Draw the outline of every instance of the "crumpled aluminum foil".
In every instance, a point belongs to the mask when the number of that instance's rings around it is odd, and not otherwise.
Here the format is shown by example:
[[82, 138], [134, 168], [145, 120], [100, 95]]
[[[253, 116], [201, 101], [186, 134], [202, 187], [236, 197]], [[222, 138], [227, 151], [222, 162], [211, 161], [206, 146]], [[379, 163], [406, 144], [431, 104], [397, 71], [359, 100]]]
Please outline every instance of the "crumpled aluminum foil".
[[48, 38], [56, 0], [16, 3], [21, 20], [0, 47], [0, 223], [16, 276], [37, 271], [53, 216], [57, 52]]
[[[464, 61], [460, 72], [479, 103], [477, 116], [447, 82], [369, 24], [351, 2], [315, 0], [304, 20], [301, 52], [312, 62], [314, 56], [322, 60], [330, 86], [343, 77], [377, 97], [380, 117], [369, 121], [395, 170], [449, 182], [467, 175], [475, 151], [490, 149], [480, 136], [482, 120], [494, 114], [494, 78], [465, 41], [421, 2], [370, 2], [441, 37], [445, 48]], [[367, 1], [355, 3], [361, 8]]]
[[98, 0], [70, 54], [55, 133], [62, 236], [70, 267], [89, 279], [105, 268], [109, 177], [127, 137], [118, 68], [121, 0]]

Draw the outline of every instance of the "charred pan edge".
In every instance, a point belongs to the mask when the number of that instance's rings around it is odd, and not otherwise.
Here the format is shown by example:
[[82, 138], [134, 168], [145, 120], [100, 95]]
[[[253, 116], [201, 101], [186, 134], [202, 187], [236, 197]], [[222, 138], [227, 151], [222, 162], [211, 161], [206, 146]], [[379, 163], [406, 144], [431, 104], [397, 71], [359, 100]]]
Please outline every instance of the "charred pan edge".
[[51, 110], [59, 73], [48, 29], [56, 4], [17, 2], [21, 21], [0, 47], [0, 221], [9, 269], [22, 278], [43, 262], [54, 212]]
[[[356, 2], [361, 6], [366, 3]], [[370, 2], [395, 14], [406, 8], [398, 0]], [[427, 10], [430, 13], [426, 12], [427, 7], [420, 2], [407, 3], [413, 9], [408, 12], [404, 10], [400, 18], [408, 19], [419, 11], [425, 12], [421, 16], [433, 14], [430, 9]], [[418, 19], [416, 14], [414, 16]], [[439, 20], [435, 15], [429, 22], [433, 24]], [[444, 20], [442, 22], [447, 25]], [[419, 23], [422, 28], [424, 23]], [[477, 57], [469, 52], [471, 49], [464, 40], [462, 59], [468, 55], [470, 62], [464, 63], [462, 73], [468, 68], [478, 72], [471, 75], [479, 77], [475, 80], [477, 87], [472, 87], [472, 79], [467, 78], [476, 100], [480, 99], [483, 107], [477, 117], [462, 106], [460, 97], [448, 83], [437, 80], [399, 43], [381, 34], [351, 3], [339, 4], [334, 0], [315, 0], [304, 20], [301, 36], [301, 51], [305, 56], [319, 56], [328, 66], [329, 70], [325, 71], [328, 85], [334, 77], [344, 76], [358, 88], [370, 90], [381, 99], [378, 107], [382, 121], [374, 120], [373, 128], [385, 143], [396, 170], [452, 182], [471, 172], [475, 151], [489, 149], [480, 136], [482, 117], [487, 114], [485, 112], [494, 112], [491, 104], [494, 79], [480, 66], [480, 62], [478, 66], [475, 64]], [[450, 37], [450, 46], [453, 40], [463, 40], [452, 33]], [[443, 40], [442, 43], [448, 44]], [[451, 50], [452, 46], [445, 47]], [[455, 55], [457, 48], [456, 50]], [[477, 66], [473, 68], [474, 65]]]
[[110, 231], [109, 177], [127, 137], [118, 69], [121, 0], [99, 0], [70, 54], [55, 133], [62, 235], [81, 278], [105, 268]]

# # # #

_Exercise description_: Scale the rows from their start through the line containing "216], [57, 52]]", inclusive, and write out only those lines with their requests. Multiply every coordinate in the answer outlines by 2.55 and round each to a whole number, rounding halves up.

_The output_:
Draw the outline of every instance of the "crumpled aluminum foil".
In every instance, a point belongs to the mask when the number of that instance's rings around it is odd, and not otherwise.
Here the format is shown by example:
[[82, 138], [134, 168], [145, 120], [100, 95]]
[[[253, 116], [201, 101], [186, 134], [202, 187], [236, 197]], [[222, 138], [227, 151], [222, 162], [211, 161], [206, 146]], [[379, 163], [406, 144], [431, 104], [397, 71], [359, 100]]]
Please outline every instance of the "crumpled aluminum foil".
[[122, 97], [143, 0], [41, 8], [54, 51], [0, 120], [0, 569], [41, 704], [94, 691], [135, 551], [145, 133]]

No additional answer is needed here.